WHAT IS NEEDED: Reproduce the following material line for line, exactly as it appears. Omit the pictures from your reproduction.

Labeled region records:

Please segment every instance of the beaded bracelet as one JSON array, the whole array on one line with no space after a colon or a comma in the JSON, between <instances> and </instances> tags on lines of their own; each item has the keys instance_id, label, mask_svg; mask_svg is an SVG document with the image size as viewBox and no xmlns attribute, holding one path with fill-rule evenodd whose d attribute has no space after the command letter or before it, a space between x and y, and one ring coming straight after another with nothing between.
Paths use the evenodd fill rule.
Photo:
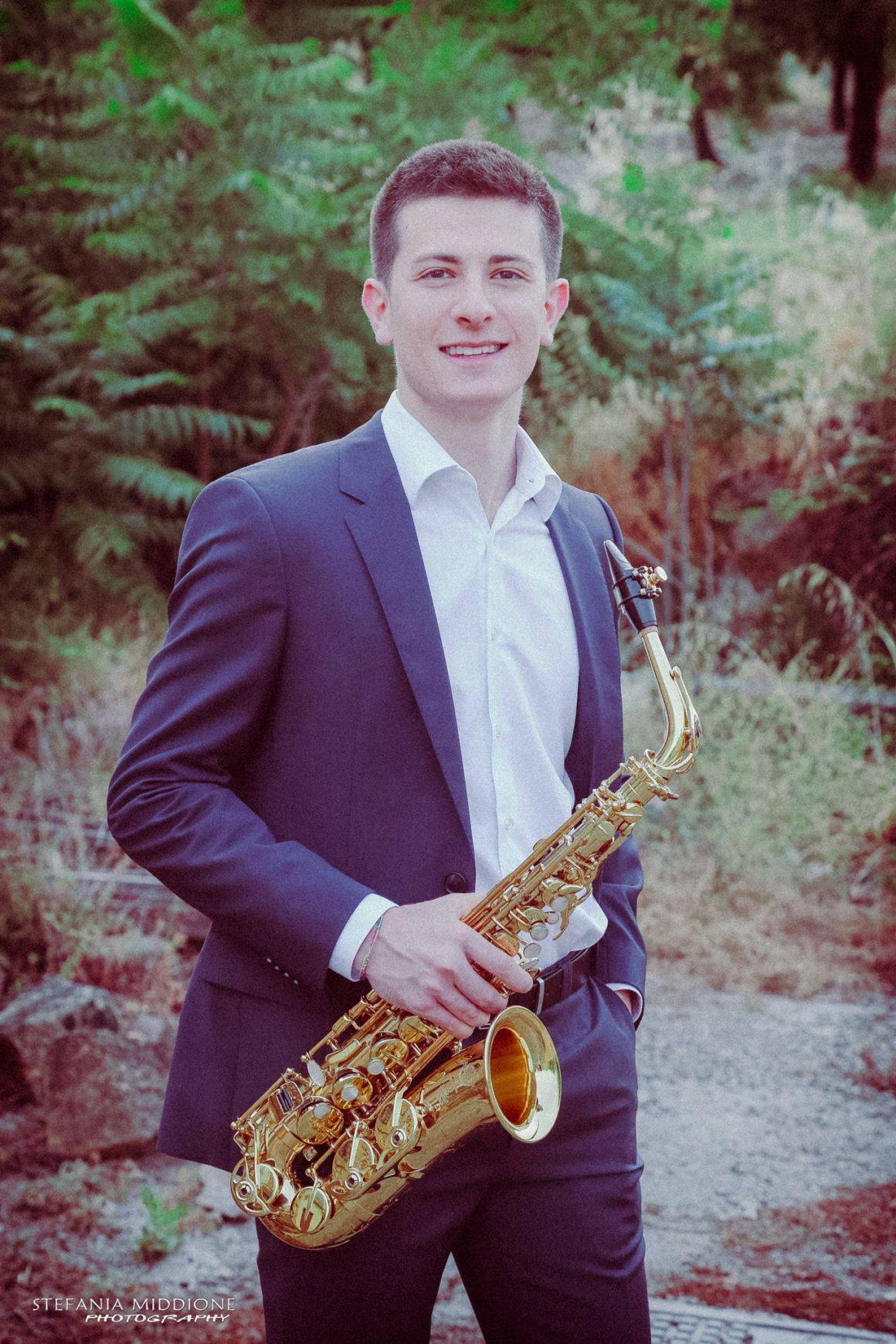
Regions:
<instances>
[{"instance_id":1,"label":"beaded bracelet","mask_svg":"<svg viewBox=\"0 0 896 1344\"><path fill-rule=\"evenodd\" d=\"M364 976L367 974L367 962L371 960L371 953L373 952L373 943L376 942L376 939L379 937L382 925L383 925L383 915L380 915L379 919L376 921L376 923L373 925L373 937L371 938L369 948L364 953L364 961L361 962L361 969L359 970L359 974L357 974L359 980L363 980Z\"/></svg>"}]
</instances>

RESPONSE BELOW:
Please segment every instance of the beaded bracelet as one JSON array, the whole array on one line with no space after a colon or a comma in the JSON, between <instances> and </instances> tags on lines of their own; each item has the keys instance_id, label, mask_svg; mask_svg is an SVG document with the image size as viewBox and no xmlns attribute, holding one path with fill-rule evenodd whose d attribute has no space after the command letter or before it, a space between x and y, and one ring coming straight after another with nothing between.
Paths use the evenodd fill rule.
Photo:
Regions:
<instances>
[{"instance_id":1,"label":"beaded bracelet","mask_svg":"<svg viewBox=\"0 0 896 1344\"><path fill-rule=\"evenodd\" d=\"M364 976L367 974L367 962L371 960L371 953L373 952L373 943L376 942L376 939L379 937L382 925L383 925L383 915L380 915L379 919L376 921L376 923L373 925L373 937L371 938L369 948L364 953L364 961L361 962L361 969L359 970L359 974L357 974L359 980L363 980Z\"/></svg>"}]
</instances>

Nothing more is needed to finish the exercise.